>> begin

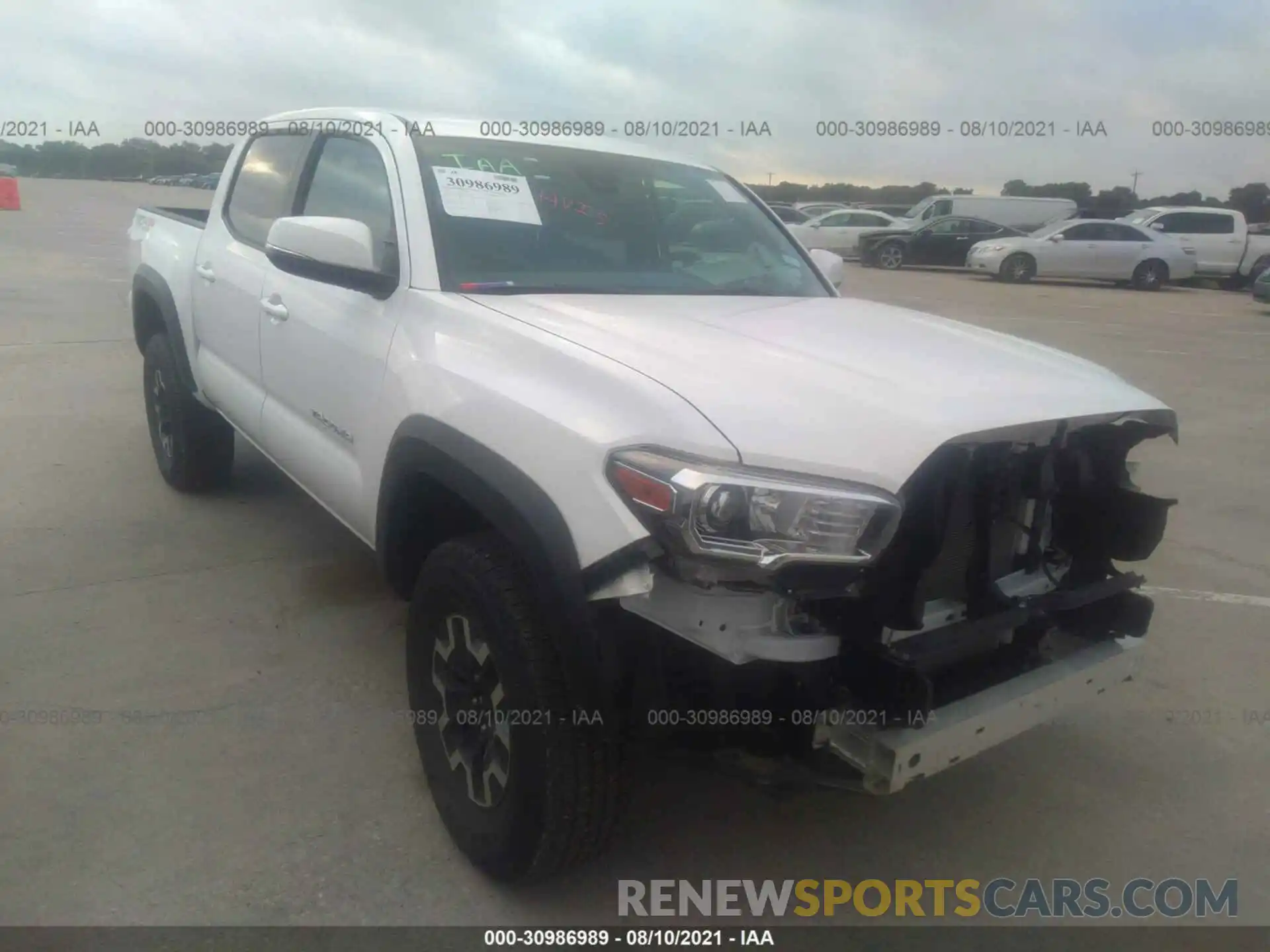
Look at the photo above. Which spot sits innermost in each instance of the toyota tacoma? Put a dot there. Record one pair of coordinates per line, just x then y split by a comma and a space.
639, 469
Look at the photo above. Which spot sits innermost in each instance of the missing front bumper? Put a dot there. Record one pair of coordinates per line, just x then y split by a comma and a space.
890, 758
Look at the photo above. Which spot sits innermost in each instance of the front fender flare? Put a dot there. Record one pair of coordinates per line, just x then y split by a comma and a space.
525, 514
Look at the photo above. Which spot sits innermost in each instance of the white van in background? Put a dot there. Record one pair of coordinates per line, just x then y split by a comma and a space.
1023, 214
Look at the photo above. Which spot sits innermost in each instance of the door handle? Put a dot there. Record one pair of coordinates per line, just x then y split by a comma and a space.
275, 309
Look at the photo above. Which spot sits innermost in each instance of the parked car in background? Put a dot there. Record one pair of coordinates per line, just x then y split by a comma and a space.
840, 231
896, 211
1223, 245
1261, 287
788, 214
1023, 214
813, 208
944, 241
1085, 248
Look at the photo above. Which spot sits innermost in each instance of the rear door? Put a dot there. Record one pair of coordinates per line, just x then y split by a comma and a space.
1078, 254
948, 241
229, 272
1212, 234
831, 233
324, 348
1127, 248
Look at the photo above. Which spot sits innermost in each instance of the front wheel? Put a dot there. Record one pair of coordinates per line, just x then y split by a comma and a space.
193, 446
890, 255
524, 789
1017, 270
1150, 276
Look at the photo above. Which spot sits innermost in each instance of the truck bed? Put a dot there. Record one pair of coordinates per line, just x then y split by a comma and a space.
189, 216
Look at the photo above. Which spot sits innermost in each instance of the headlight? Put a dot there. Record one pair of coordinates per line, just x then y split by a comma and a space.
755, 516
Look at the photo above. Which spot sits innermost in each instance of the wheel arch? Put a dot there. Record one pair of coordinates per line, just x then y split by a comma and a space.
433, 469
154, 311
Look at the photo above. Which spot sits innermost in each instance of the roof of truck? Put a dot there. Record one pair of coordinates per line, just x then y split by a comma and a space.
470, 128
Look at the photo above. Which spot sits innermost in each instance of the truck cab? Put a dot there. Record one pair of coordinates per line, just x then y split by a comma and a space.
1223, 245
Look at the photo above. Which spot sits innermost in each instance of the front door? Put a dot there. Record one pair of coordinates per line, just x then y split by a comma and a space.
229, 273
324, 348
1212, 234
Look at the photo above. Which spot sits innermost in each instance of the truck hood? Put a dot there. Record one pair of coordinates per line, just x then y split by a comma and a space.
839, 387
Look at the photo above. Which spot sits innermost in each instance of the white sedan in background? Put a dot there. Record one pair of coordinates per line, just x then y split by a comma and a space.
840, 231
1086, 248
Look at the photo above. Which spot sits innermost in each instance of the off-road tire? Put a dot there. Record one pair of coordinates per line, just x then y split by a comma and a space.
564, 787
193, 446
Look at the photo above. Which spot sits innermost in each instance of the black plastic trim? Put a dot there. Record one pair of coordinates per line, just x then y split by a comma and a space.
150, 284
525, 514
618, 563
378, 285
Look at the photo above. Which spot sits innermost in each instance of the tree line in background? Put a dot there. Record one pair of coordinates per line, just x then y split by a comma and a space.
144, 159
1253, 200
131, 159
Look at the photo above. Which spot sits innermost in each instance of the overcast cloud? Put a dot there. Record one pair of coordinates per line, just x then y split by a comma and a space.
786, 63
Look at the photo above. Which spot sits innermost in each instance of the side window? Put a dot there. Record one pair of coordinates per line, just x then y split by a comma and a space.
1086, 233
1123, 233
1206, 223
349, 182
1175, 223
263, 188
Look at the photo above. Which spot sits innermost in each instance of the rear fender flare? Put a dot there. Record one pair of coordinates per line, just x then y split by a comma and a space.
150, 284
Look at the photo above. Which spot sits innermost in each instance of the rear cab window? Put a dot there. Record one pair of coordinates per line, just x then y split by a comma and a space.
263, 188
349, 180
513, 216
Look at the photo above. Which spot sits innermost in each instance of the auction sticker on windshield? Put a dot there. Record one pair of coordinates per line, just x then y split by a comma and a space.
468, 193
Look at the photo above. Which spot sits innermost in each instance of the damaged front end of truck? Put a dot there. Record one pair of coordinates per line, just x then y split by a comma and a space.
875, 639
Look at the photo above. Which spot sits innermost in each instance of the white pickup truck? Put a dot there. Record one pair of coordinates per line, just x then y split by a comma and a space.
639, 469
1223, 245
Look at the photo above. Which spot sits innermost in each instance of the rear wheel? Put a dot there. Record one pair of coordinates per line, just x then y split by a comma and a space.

>> end

Set out the lines above as a JSON list of strings, one string per line with blank lines left out, starting with the line that contains "of the overcast" and going on through the final line.

[
  "Look at the photo above. Which spot sits innermost in each instance of the overcast cloud? Put a dot there. Record one pair of coordinates per line, just x then y split by a comma and a space.",
  "786, 63",
  "Look at the photo above. Which spot sits innermost in each instance of the side window? Put a dot there. Record one pair of coordinates per line, just x then y split by a comma and a space.",
  "1086, 233",
  "1123, 233",
  "1206, 223",
  "349, 182",
  "1175, 223",
  "263, 188",
  "Look at the photo above. Which spot sits innermost in each instance of the rear fender flare? Put a dot there. Record one pair of coordinates per line, just x then y split by a comma and a space.",
  "150, 284",
  "Look at the photo above. Which spot sits innermost in each instance of the rear cab window? Put a dot there. Record one pair of coordinates per line, just x then y split by a comma and a space.",
  "263, 188",
  "349, 180",
  "513, 216",
  "Look at the photo above. Which spot sits innermost in each instance of the auction sticker on windshield? Put a dot there. Record one pair of coordinates per line, just x then y split by a comma and a space.",
  "468, 193",
  "Look at the photo above. Which spot sits innermost in each instance of the damaged front end of truck? Put a dot there. Record one pair of coordinates per line, just x then y split by a comma and a space.",
  "875, 639",
  "Look at the photo above. Which spot sits innermost in each instance of the white pickup truck? Put a dot there. Record one pair of coordinates per line, just x then y split by a comma and a space.",
  "639, 469",
  "1223, 245",
  "Look at the photo above. Which spot sits innermost in each instance of the rear wheel? Put a dot there. Record one pair of coordinates per line, just x then y split by a comma and a space."
]